GIVEN PASSAGE ▸
How can Tolkien’s myth of Númenor help us think critically about the complex dynamics of the Anthropocene?

On Sunday, July 2nd, Erik Jampa will be presenting a paper live at this year’s Tolkien Seminar in Leeds. This is a hybrid event (both in-person and online), and attendance is free, with schedule and registration information forthcoming. The paper will be available online after the event.

In line with the theme of this year’s seminar (Númenor: The Mighty and Frail), Erik will be presenting on ‘The Akallabêth and the Anthropocene: Myth, Ecology, and the Changing of the World,’ demonstrating how Tolkien’s account(s) of the rise and fall of Númenor can help us make sense of the ecological and political dynamics of the so-called ‘Anthropocene’ - the ‘Epoch of Humans.’ Even though this term was coined nearly 30 years after Tolkien’s death, these two ‘stories’ have a great deal of mutual resonance, and their intersection can provide important nuances to our understanding of the climate crisis.

Critical discussions surrounding the Anthropocene have unfortunately been almost entirely absent from Tolkien ecocriticism to date, making this paper a novel and timely contribution to both Tolkien Studies and Critical Ecology, demonstrating that mythopoeic fantasy can serve as a potent foundation for ecocritical discussions.

EXERCISES ▸
1) According to the announcement about the Númenor paper, on what day and date will Erik Jampa present it?
2) Carry the announcement about the Númenor and Anthropocene paper forward from its last sentence.

INFORMATION SUPPLIED ▸
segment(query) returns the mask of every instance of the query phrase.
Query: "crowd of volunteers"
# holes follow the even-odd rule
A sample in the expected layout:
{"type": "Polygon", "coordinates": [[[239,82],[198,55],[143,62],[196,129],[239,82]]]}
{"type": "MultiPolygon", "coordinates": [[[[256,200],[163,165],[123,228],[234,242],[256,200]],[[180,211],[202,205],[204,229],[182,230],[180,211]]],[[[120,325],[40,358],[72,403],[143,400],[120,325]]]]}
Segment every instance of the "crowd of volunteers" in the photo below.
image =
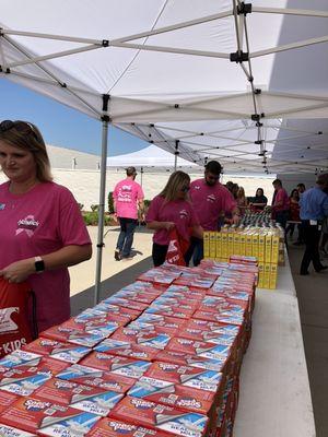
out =
{"type": "MultiPolygon", "coordinates": [[[[72,193],[52,181],[43,137],[26,121],[0,123],[0,165],[8,181],[0,185],[0,277],[10,283],[28,281],[37,297],[39,330],[60,323],[70,316],[68,267],[92,256],[91,239],[72,193]]],[[[210,161],[202,178],[191,181],[188,174],[174,172],[164,189],[151,201],[144,216],[144,194],[134,180],[137,170],[127,168],[127,177],[115,187],[113,198],[120,233],[115,259],[131,259],[138,218],[154,231],[152,258],[155,267],[165,262],[172,232],[179,238],[187,265],[203,258],[203,231],[220,231],[223,224],[238,224],[245,211],[270,208],[272,218],[297,241],[305,244],[300,273],[308,267],[326,269],[328,240],[328,174],[317,178],[308,190],[298,184],[289,196],[280,179],[272,184],[271,206],[263,189],[246,197],[233,181],[222,185],[222,167],[210,161]]]]}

ANSWER SET ▸
1) Sunday, July 2nd

2)
While spiritual and theological dimensions of the Akallabêth have been explored at length by numerous scholars, far less attention has historically been paid to Númenor’s history as a colonial power, and the ways that the Númenóreans contributed directly to the ‘changing of the world’ for thousands of years before their dramatic fall. They enriched themselves through deforestation, slave labour, and the primitive accumulation of resources, facilitating important technological and military advancements throughout the Second Age. And much like ‘real-world’ colonial powers, they justified their exploitative conquests with hierarchical ‘master identity’ paradigms that positioned them as superior to other human and non-human beings, while attempting to transcend their own mortality in a perilous ascent to ‘Peak Humanity.’ Many powerful Númenóreans were seduced by Sauron’s promise of absolute sovereignty and limitless progress, but much like our own project of global domination, their hubris triggered catastrophic planetary consequences.

In addition to an environmental and social history of Númenor, Erik will offer a critical analysis of the role of the Númenóreans in the narrativization (and potential distortion) of their own ‘history,’ and explore how their colonial legacy has been negotiated both ‘in-universe’ within the societies of the Third Age, and in primary-world adaptations of Tolkien’s work, including Amazon’s Rings of Power series.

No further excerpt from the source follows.